▶ **SOURCE EXCERPT**
I work in a variety of media including drawing, photography, installation and textiles. A self-confessed hoarder of junk and ephemera, I work with the objects that surround me in my home/studio which are collected from car boot sales, charity shops and the street. I am interested in keeping a record of the things I am collecting. I would bring these objects home and they would be absorbed into the everyday accumulation of stuff, hung on the wall or stored in boxes. I started making wall sculptures in 1990, I was inspired by a trip to Egypt where the Hand of Fatima is a recurring image in everyday life. I was on a pilgrimage to trace the footsteps of my Latvian Grandmother Natalija Lovett-Turner, who had lived and worked as an artist in Cairo in the 1940’s. The sculptures were a way of making a precious space to keep lost memories and found objects.
My most recent work has been mainly installation based, using found objects to create stories from the mundane, with everyday domesticated objects. This led to me working on a collection of old cardboard boxes found in flea markets and second-hand shops, their contents are altered and re-configured to create a visual narrative which has the power to startle the viewer when the box is opened. The mundane, the domestic, objets trouvés find new resonances when arranged in unprecedented and provocative configurations with interventions of stitched elements.
You wrote on your Feltbug blogspot about the ‘mostly underground’ group shows that you were involved in after finishing art school. Could you say a little more about those?
I studied an MA in Fine Art (book arts) at UAL Camberwell 2011-2013, at the end of this I was introduced to a group of artists curating their own exhibitions in central London car parks, led by Vanya Balogh, Cedric Christie and Geoffrey Leong, Big Deal. I was invited to take part in 3 shows celebrating Chinese New Year 2017-19, the shows each had a loose theme relating to that year’s Chinese horoscope. This is when I started working on more installation based work, the nature of the space (we were each allocated a car park bay) meant I had to think in a different way about how to make work that would have to be displayed in a dark damp space alongside other artists. It was a revelation that I could come up with an artwork just using the hoard of stuff I had at home, and through placement and associations make a piece of work with a narrative from junk. I have always loved the work of Eva Hess and the Art Povera movement, using found objects and everyday things to make work. There were performances and talks and a general atmosphere of celebration during these shows that felt more meaningful and open than studying in an institution.
The shapes and lines of your drawings and painting on top of pages from old books, like Observations of a Dog and especially Latin for Lawyers remind me of Joan Miro. Is his work an influence on you?
Yes, I would say that Joan Miro was an early favourite, for his decorative lines and motifs.

▶ **PROBLEM TO WORK ON**
Please carry on the artist interview above, picking up right after its last line.

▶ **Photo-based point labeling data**
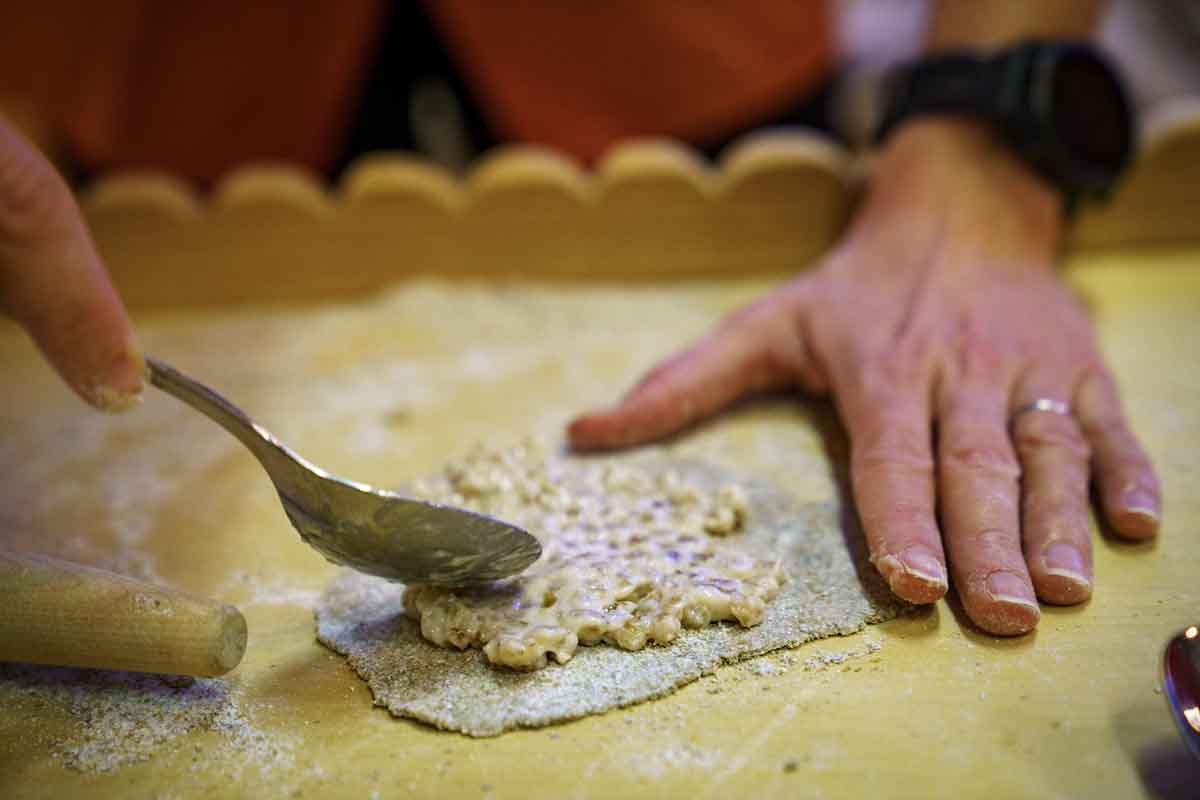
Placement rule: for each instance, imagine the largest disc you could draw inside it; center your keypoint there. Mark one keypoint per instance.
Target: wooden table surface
(389, 388)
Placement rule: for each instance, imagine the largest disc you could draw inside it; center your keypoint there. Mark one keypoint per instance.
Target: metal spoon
(372, 530)
(1181, 679)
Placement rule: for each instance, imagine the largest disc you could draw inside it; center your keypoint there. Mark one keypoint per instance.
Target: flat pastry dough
(829, 590)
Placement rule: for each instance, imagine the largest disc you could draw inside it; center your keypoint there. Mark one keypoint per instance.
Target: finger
(53, 283)
(1126, 480)
(892, 474)
(756, 349)
(979, 503)
(1055, 529)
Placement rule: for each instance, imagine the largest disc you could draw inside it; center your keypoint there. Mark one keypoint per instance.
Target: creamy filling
(629, 558)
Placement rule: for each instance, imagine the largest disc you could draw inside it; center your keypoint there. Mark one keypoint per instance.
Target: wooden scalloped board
(651, 210)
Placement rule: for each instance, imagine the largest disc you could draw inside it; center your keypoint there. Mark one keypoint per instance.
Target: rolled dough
(832, 590)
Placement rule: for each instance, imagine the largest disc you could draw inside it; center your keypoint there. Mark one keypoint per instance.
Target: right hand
(54, 284)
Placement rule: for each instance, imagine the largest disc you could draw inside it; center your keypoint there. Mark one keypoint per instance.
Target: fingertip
(1135, 513)
(916, 575)
(1003, 605)
(118, 385)
(1062, 575)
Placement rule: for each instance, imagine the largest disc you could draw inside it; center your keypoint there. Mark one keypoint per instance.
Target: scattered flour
(115, 719)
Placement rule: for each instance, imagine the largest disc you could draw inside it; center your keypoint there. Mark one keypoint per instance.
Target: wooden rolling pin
(59, 613)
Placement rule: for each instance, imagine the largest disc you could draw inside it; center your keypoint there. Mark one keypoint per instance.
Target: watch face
(1091, 114)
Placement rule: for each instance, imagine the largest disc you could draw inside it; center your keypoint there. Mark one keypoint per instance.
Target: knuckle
(899, 516)
(981, 456)
(1037, 432)
(34, 200)
(996, 543)
(892, 441)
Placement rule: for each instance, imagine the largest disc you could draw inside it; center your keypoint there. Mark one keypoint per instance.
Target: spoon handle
(285, 468)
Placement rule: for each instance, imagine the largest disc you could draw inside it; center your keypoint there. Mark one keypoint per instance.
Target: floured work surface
(388, 390)
(828, 591)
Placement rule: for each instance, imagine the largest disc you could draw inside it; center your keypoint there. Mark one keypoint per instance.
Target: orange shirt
(196, 88)
(581, 74)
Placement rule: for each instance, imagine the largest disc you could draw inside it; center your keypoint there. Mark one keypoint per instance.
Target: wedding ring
(1041, 404)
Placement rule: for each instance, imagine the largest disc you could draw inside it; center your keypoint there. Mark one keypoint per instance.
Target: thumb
(54, 284)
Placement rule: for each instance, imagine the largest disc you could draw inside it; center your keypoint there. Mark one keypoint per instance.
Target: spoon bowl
(372, 530)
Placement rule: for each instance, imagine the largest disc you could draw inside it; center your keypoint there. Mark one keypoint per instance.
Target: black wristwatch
(1059, 103)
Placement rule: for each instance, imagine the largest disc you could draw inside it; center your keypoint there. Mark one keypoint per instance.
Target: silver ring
(1041, 404)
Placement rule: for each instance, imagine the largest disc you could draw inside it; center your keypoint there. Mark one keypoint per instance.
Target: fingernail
(923, 564)
(1141, 501)
(121, 388)
(1008, 588)
(1066, 561)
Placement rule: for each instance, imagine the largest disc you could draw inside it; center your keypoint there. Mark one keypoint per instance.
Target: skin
(53, 282)
(933, 320)
(936, 317)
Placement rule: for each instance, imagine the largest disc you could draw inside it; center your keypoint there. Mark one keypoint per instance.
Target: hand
(933, 320)
(53, 283)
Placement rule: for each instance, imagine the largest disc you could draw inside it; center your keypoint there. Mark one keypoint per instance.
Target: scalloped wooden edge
(652, 209)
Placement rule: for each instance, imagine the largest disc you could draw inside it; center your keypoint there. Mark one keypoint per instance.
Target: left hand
(937, 317)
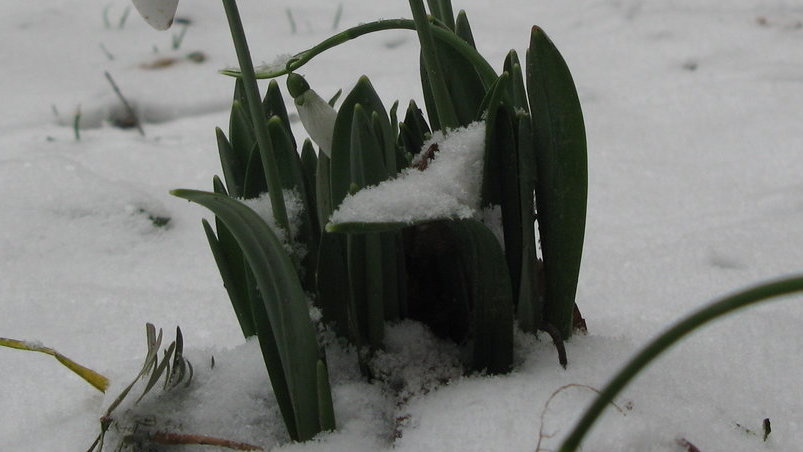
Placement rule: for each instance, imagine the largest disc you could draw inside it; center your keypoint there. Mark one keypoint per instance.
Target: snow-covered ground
(693, 110)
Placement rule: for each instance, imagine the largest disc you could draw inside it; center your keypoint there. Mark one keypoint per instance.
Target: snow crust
(294, 206)
(448, 188)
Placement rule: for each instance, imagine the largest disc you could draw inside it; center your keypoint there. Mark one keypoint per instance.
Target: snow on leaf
(157, 13)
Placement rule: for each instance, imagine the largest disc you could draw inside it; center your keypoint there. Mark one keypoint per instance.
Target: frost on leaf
(449, 187)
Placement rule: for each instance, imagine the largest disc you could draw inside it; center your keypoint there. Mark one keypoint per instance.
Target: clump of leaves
(365, 273)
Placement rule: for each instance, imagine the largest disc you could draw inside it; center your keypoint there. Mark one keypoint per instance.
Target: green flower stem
(484, 69)
(257, 114)
(440, 92)
(724, 306)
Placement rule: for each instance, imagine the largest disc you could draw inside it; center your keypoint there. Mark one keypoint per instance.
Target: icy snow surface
(693, 111)
(448, 188)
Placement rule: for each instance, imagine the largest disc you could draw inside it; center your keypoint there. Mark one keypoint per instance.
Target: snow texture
(448, 188)
(692, 111)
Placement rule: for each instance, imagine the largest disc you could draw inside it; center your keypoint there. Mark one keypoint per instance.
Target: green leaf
(463, 29)
(283, 300)
(333, 292)
(414, 130)
(689, 324)
(254, 183)
(486, 275)
(562, 181)
(241, 135)
(365, 257)
(309, 163)
(460, 287)
(517, 93)
(233, 167)
(293, 178)
(273, 103)
(433, 66)
(233, 279)
(501, 183)
(323, 192)
(325, 404)
(529, 307)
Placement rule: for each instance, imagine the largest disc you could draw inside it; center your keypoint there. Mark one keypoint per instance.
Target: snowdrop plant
(469, 267)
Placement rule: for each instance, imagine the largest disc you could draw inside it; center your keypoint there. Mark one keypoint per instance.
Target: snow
(693, 117)
(295, 210)
(449, 187)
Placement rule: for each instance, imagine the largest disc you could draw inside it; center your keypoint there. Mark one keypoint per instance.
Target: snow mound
(448, 188)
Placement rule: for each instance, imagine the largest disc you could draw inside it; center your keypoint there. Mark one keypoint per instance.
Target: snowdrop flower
(317, 116)
(158, 13)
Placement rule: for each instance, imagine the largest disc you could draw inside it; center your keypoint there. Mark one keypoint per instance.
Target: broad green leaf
(273, 103)
(283, 300)
(293, 178)
(463, 29)
(233, 167)
(309, 162)
(501, 183)
(333, 293)
(365, 257)
(323, 192)
(562, 180)
(340, 169)
(488, 281)
(233, 279)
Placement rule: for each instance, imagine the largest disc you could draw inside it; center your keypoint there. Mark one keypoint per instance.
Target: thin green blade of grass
(757, 294)
(483, 68)
(256, 110)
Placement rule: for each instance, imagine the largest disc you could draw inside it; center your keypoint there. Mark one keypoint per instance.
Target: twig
(541, 434)
(127, 106)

▶ **OUTPUT OF THE TASK**
When I work on a collection of drawings, I quite often refer to the previous works as I draw to keep a synchronicity in the series and to avoid repetition. In my creative practice I have found that the materials I work with inform the way my work develops. My most recent series of drawings are on book pages from Latin for Lawyers 1937. I do not draw with any preconceived ideas; I allow the drawing to evolve across the page surface in an abstract way. I find myself noticing words or highlighting sentences within the drawing. A relationship develops with the book page as I draw. I begin to engage with the text and it becomes an exercise in reading some rather antiquated and obscure rules relating to the law which then becomes the title of the piece.
I like working on pages that have information on them whether it be words, illustrations or maybe graphs and tables. The quality of the paper varies enormously and there is something magical about working on a piece of paper that is sometimes over 100 years old. Recently the layout of the page has started to take precedence.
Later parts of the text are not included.